> Entries provided:

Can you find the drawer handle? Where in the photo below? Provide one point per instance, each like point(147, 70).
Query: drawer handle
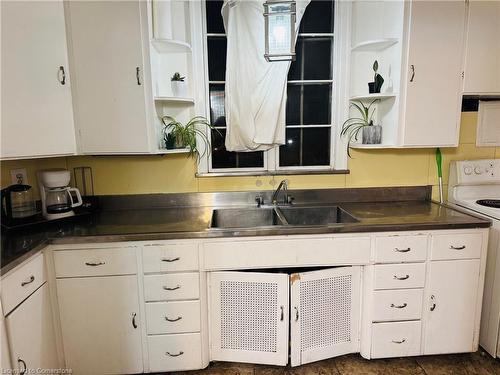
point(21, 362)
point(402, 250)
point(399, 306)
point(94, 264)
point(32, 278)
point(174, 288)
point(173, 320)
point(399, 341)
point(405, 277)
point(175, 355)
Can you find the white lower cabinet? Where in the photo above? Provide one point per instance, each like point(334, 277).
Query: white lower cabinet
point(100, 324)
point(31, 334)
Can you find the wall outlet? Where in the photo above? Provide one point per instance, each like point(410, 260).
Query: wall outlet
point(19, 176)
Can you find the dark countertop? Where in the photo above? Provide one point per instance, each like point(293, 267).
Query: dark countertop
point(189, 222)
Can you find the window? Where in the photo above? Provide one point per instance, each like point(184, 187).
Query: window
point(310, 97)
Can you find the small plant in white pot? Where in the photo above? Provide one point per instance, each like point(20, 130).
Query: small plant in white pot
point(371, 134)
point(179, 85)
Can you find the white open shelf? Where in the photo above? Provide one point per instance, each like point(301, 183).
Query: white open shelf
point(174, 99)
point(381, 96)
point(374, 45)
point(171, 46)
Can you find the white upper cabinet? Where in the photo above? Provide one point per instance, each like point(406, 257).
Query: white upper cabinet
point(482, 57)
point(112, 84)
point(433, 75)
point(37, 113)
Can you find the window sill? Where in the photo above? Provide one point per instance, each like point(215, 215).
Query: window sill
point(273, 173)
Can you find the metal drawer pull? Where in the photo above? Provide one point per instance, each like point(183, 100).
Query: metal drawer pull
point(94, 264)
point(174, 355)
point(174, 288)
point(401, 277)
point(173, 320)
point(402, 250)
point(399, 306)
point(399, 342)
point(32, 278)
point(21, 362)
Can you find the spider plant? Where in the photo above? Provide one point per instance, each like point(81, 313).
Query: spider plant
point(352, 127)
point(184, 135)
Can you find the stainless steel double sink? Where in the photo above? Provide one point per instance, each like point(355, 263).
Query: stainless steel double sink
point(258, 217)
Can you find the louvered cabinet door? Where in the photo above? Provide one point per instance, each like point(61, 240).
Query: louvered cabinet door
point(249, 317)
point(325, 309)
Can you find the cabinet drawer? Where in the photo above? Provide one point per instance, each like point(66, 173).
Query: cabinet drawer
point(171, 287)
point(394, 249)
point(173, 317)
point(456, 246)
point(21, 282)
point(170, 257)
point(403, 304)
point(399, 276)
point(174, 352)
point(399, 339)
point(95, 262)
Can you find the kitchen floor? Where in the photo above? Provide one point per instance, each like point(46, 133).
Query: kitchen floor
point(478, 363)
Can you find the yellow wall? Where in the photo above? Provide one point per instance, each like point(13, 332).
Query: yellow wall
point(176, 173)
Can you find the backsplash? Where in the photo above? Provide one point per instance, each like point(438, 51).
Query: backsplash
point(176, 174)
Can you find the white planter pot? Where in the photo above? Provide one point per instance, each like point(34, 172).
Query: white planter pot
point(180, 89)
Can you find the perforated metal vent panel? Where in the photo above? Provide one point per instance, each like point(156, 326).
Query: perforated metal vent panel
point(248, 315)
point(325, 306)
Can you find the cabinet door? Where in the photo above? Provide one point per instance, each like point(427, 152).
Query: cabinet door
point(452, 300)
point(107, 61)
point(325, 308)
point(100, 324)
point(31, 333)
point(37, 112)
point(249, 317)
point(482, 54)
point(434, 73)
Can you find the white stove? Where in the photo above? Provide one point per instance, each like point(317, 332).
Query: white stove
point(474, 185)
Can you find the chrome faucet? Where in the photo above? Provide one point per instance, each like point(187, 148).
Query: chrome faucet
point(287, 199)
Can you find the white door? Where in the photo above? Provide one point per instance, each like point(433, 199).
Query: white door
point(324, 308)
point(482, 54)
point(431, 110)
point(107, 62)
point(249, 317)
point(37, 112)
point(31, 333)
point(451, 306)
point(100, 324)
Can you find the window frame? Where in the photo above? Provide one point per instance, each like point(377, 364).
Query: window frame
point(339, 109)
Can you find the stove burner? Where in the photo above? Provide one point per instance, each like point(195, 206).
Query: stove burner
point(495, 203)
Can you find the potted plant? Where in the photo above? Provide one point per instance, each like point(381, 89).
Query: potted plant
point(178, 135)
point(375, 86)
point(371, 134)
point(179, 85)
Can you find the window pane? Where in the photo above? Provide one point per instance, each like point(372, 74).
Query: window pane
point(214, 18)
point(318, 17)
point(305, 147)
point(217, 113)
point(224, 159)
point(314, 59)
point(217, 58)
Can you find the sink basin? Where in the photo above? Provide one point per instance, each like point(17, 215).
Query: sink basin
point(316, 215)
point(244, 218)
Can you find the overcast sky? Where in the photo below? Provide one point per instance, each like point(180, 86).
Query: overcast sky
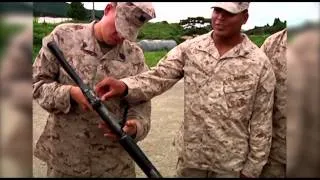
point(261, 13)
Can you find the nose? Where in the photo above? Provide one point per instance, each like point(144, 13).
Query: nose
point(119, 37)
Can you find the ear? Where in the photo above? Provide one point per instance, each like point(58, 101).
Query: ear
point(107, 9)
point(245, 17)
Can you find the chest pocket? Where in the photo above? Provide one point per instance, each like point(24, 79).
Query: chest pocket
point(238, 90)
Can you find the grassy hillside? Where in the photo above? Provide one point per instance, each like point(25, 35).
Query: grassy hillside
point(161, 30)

---

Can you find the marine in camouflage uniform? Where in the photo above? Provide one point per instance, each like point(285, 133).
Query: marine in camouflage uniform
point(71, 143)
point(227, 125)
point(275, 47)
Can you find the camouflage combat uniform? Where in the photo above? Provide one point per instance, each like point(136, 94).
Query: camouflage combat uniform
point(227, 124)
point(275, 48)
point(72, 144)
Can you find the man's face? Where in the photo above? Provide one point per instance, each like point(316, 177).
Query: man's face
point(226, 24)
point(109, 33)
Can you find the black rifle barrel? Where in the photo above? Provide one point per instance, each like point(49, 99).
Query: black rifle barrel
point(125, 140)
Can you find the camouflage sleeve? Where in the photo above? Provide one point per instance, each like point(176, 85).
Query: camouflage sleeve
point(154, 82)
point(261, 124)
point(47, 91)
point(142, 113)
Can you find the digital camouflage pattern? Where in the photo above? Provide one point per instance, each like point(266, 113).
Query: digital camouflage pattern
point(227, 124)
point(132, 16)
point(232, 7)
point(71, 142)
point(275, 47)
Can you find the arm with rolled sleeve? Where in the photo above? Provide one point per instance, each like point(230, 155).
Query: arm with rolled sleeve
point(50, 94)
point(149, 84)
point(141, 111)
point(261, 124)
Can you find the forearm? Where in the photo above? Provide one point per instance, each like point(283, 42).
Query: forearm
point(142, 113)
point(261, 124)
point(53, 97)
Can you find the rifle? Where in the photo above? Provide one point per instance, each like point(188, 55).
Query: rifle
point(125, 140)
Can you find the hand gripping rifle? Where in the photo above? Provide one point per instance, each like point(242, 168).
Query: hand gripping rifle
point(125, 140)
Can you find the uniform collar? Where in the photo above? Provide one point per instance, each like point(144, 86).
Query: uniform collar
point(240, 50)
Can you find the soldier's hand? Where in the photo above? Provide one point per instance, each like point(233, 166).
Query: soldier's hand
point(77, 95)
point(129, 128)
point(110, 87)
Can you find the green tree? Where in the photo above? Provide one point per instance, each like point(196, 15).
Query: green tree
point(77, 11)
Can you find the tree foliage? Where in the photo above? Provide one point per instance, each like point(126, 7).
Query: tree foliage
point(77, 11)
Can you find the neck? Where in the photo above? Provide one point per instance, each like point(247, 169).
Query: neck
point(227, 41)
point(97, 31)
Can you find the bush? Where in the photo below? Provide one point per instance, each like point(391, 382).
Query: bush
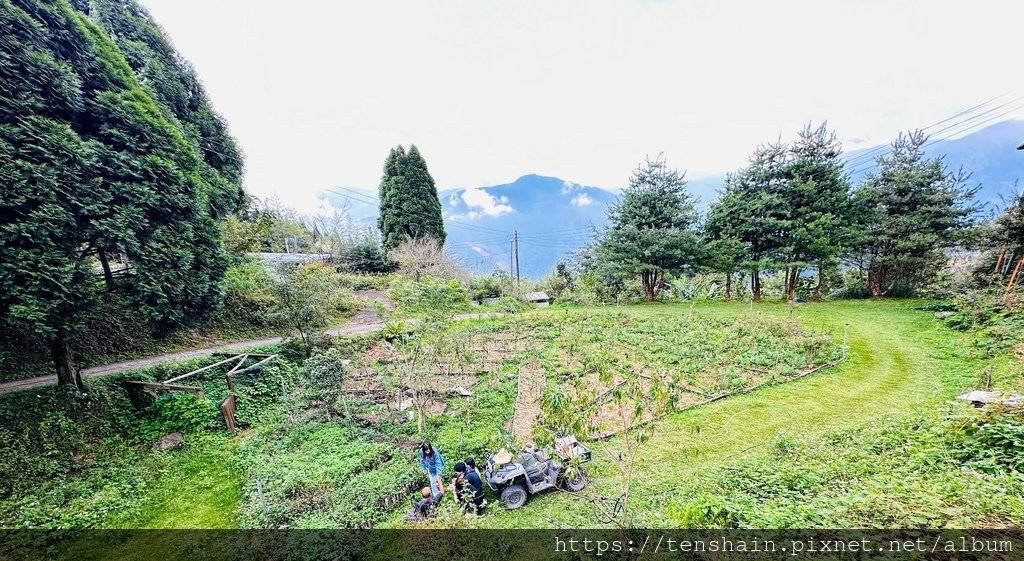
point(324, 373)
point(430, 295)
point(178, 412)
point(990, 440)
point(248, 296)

> Work order:
Collect every line above that contains the word "below".

> Result:
Can you find the drawer handle? Where in the photo below? Provide one point per instance, each like point(147, 70).
Can you find the overcast sky? Where in the photo below? Provide one point per instance, each like point(180, 86).
Can you find the bush? Where in the photo below? Provide one point per instance, each like point(391, 382).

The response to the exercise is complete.